▸ WHAT IS NEEDED: Please render these lines as a JSON list of strings, one string per line, with blank lines omitted and the pictures left out.
:: DATA PROVIDED ::
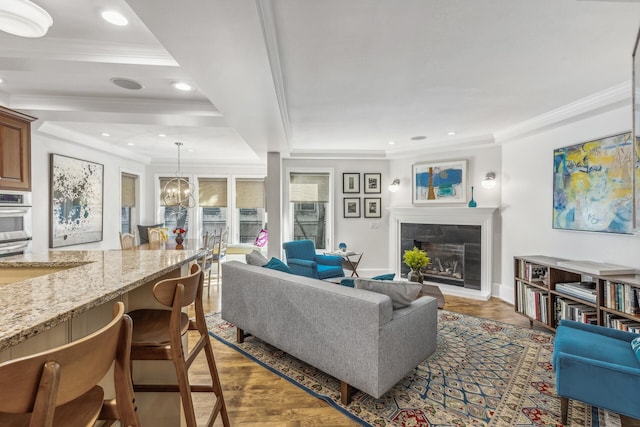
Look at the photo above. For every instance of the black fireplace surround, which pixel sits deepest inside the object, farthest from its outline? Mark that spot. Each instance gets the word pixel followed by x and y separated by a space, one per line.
pixel 454 251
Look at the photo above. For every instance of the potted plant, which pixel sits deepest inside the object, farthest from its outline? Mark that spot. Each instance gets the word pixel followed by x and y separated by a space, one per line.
pixel 415 259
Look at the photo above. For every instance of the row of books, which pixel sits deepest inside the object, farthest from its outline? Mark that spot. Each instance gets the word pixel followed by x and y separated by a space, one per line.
pixel 532 301
pixel 621 323
pixel 532 272
pixel 574 310
pixel 622 297
pixel 583 290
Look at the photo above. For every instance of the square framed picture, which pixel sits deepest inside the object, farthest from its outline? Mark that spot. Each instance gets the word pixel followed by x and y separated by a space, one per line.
pixel 439 182
pixel 372 207
pixel 351 182
pixel 352 207
pixel 372 183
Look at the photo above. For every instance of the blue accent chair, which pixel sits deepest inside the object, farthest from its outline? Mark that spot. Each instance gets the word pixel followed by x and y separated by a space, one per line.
pixel 303 260
pixel 598 366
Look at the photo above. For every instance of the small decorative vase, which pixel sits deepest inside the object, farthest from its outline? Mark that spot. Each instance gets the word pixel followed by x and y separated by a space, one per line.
pixel 415 276
pixel 472 203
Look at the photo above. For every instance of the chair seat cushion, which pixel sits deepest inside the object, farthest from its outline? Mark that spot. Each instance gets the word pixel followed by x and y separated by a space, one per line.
pixel 151 326
pixel 594 346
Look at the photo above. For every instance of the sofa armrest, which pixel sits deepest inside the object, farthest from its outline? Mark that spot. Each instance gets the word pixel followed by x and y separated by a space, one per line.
pixel 600 330
pixel 329 260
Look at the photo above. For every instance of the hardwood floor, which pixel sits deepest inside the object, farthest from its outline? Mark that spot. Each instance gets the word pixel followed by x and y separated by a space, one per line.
pixel 257 397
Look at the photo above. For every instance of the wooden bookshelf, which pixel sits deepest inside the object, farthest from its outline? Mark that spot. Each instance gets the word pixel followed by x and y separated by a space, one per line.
pixel 589 294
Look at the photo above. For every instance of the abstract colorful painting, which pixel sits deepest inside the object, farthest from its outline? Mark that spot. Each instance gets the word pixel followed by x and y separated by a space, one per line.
pixel 593 185
pixel 443 182
pixel 76 201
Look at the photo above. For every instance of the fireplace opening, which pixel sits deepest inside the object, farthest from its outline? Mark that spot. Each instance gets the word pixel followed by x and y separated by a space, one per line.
pixel 454 251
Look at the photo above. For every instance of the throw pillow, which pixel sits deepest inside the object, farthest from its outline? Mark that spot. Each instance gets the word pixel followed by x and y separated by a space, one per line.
pixel 143 232
pixel 635 345
pixel 388 276
pixel 256 258
pixel 401 293
pixel 275 264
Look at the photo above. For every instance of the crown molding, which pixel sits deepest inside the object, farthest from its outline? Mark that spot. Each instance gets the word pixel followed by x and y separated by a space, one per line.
pixel 613 97
pixel 88 51
pixel 270 36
:::
▸ EXPECTED ANSWER:
[
  "Look at the photo above. For every instance of the black fireplace surround, which pixel sits deepest inside the object, farthest from its outline? Mark that spot. Each instance gets the word pixel followed by x and y separated by a space, one per line.",
  "pixel 454 251",
  "Look at the photo above. For every instance of the potted plant, which pixel sits deepest inside the object, farthest from its outline? Mark that spot. Each instance gets the word pixel followed by x and y separated by a space, one per line.",
  "pixel 415 259",
  "Look at the photo above. For every instance of the row of books, which pixel sits deepest inside the object, farthest from its outline? Mark that spot. Each instance gets the word pixel followed by x and y separated by a space, one per line.",
  "pixel 532 301",
  "pixel 621 323",
  "pixel 532 272",
  "pixel 574 310",
  "pixel 622 297",
  "pixel 583 290",
  "Look at the photo above. For every instance of the square framed picture, which pixel sits deepest inside the object, farthest from its outline? Mark that spot. Each instance gets the word pixel followed by x and y separated by a space, one per line.",
  "pixel 439 182",
  "pixel 372 207",
  "pixel 351 182",
  "pixel 352 207",
  "pixel 372 183",
  "Look at the photo above. For every instance of the blue accent chair, which pixel sits deepest inside the object, farthest from its outline? Mark that spot. Each instance gets the word pixel followed by x and y separated by a space, one per line.",
  "pixel 303 260",
  "pixel 598 366",
  "Look at the photo above. For every instance of the small decorative vase, which pixel sits deepest inside the object, farthest from its outline? Mark that spot. Each instance gets the word pixel followed by x and y separated by a space, one per line.",
  "pixel 415 276",
  "pixel 472 203",
  "Look at the photo above. For every instance of the chair seat cushion, which pixel sits deepest inside the object, farthest from its outline? Mark that spot. Each instance gets the word pixel followed by x and y separated by a space, one per line.",
  "pixel 151 326",
  "pixel 594 346",
  "Look at the photo above. For every instance of the sofa armrest, which pixel sits deepest inside the object, farthest from its outline? Mark that spot. Each instance gets the word pixel followed by x and y separated by a space, one per line.",
  "pixel 600 330",
  "pixel 329 260",
  "Look at the photo above. For every instance of the hardwood floor, which pixel sits deepest inside the object, farthest from its outline? Mark that spot. Each instance gets the word pixel followed by x and y separated by a space, one per line.",
  "pixel 257 397",
  "Look at the photo above. For every instance of the wooden bookshelf, which pixel sits deepest inside the object, farthest from its outline? Mark that spot. Each instance gets the word pixel followed by x and y separated by a space, one per line.",
  "pixel 589 294",
  "Look at the photo above. For every instance of the abstract colorful painting, which pixel sits deepest inside the object, farthest from its outline? Mark that spot. Each instance gets the word pixel followed by x and y separated by a space, one per line.",
  "pixel 593 185",
  "pixel 443 182",
  "pixel 76 201",
  "Look at the photo above. For every instance of the fireplace opening, which pixel sits deepest inside the object, farthest from its outline? Mark that spot. Each instance gets the word pixel followed by x and y separated by a space, one per line.",
  "pixel 454 251",
  "Look at the photo above. For every instance of the throw pillow, which pixel sits deepest inside the object, farthest from its outline? Mark that spot. Each instance gets the word pixel followed by x and y separated by a space, one per line.",
  "pixel 143 232",
  "pixel 635 345",
  "pixel 388 276",
  "pixel 256 258",
  "pixel 401 293",
  "pixel 275 264",
  "Look at the photo above. For every instance of the crown molding, which pixel sits deepest inside the object, farthest from its outline? Mark that spot. Each instance gets the word pixel followed by x and y separated by a space, one per line.",
  "pixel 613 97",
  "pixel 88 51",
  "pixel 270 36"
]